Look below for the line containing "Where can you spot the blue shirt". Output it and each remaining line of the entries exactly, and nothing else.

Coordinate labeling data
──────────
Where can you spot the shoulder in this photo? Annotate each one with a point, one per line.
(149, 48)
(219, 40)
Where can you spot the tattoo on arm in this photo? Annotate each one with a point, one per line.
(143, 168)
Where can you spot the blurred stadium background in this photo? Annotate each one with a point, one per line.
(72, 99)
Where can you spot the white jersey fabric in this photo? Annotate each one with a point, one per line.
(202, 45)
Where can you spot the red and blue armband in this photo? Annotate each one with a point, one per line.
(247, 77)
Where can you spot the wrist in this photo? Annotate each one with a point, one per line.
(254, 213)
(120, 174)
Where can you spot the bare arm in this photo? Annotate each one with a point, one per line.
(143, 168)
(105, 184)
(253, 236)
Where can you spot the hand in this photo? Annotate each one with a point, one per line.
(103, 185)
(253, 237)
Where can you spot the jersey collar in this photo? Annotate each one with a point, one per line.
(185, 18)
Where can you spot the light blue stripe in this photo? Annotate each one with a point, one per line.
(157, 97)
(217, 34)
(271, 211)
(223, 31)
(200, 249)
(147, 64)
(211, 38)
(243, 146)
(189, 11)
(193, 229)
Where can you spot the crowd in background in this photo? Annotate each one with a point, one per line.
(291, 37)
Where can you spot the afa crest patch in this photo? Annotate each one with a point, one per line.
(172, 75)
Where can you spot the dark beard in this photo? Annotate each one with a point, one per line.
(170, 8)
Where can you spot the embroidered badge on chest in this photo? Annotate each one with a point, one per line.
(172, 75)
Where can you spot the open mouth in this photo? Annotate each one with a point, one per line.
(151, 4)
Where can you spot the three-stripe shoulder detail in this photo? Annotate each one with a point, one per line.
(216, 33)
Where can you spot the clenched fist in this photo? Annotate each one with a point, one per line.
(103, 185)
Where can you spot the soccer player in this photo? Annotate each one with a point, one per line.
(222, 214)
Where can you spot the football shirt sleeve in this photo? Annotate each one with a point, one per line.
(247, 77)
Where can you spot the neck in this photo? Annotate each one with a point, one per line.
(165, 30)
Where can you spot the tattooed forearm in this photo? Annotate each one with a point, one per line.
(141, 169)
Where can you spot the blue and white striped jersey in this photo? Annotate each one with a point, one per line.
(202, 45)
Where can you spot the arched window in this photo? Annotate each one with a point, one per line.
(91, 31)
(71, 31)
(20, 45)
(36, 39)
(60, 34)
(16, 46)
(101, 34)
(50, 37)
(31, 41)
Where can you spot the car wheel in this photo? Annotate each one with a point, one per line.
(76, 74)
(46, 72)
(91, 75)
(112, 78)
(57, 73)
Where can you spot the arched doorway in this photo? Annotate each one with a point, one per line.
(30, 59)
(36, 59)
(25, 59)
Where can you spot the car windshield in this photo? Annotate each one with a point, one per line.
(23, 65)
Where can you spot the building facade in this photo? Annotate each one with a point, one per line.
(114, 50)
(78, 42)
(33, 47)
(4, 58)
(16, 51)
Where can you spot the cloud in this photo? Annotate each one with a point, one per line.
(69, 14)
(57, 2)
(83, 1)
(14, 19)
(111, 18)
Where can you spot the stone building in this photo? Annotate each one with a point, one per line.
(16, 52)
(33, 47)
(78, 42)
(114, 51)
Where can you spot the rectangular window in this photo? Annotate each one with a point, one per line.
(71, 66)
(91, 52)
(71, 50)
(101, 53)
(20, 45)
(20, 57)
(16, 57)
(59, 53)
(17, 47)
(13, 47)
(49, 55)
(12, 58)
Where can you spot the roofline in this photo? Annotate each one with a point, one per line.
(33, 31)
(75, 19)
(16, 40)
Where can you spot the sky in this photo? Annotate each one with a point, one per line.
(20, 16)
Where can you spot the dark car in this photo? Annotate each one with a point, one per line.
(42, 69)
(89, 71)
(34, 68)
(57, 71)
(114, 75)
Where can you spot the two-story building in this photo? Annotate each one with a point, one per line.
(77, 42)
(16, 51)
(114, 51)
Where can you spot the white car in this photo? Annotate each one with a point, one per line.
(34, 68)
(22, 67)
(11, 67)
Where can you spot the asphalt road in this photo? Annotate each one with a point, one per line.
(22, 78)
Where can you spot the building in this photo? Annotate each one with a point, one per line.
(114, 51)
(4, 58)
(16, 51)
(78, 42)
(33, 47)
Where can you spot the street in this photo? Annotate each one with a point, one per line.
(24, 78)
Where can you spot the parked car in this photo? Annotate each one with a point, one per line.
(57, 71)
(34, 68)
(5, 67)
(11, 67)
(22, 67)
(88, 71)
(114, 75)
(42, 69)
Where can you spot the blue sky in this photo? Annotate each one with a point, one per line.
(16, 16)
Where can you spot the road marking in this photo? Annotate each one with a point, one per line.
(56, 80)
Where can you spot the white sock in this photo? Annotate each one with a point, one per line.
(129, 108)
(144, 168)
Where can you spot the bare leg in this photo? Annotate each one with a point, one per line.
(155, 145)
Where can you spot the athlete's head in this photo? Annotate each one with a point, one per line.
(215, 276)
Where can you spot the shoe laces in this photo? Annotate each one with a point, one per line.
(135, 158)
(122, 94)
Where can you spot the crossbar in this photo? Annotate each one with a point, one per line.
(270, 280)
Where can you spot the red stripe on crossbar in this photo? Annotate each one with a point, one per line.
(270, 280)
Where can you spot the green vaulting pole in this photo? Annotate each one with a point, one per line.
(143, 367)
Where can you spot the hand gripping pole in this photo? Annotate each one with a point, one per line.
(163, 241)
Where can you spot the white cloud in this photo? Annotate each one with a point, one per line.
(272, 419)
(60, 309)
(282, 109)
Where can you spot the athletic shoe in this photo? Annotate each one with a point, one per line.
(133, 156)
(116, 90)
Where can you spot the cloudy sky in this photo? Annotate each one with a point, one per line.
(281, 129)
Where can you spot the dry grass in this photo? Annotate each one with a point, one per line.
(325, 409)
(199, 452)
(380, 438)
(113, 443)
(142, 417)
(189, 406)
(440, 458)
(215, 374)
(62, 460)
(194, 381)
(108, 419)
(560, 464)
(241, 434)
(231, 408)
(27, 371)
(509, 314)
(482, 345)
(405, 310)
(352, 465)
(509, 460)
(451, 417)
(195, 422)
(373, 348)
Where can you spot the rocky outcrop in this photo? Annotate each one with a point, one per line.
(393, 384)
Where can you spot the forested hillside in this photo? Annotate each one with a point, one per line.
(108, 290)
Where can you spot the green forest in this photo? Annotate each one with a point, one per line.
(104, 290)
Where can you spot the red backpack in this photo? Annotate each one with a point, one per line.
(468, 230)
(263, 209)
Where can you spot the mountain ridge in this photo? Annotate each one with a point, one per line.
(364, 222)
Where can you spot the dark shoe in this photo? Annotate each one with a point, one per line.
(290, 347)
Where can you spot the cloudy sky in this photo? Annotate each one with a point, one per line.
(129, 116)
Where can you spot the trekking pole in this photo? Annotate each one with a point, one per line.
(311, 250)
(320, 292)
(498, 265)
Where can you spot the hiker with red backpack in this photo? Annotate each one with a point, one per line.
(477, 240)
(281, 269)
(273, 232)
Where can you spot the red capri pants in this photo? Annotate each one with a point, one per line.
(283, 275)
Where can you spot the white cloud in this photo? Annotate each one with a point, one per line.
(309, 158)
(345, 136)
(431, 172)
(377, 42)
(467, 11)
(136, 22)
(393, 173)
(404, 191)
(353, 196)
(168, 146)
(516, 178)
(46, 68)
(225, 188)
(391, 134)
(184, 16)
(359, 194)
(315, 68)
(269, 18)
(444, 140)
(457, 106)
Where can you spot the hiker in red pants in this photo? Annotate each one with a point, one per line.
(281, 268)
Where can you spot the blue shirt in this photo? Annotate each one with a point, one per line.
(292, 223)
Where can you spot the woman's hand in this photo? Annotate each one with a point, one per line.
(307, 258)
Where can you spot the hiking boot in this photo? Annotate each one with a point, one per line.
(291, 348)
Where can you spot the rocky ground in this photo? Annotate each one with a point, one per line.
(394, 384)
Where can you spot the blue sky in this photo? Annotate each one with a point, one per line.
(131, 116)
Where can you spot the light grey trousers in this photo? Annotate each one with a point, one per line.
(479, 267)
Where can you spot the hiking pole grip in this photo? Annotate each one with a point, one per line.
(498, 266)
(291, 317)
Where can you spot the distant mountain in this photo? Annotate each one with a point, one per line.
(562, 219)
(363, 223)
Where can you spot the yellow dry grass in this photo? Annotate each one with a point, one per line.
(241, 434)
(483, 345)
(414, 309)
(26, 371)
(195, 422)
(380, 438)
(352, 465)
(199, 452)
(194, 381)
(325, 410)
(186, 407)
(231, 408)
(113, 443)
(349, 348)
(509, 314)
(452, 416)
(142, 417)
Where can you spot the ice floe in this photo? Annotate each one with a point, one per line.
──────────
▶ _Result for this task_:
Where can you spot the blue shirt in this photo? Annotate each one with a point, one per line.
(292, 223)
Where can you spot the woman's hand in this photo? Annotate each one with a point, one per line.
(307, 258)
Where can you spot the hiking boot in this photo? Annotate each one with a point, one per line.
(291, 348)
Where can you spot the rocky ground in this photo? Annotate each one with a point, one per line.
(394, 384)
Where can you spot the blue sky in this photo? Annotate each one with a point, one per line.
(131, 116)
Where can you spot the light grey trousers in this photo? Annotate each one with a point, one per line.
(479, 267)
Where can you spot the hiking pole grip in this photo? Annotate each one with a point, one per line.
(498, 266)
(291, 317)
Where can you spot the distant mountain in this photo? Annotate each one with a point, one per line.
(562, 219)
(363, 223)
Where can you spot the yellow dry grass in this photo? Annotate each one with a point, one per line.
(241, 434)
(483, 345)
(414, 309)
(26, 371)
(195, 422)
(380, 438)
(352, 465)
(199, 452)
(194, 381)
(325, 410)
(186, 407)
(231, 408)
(113, 443)
(349, 348)
(509, 314)
(452, 416)
(142, 417)
Where can you spot the ice floe in this photo? Annotate each one with a point, one per line.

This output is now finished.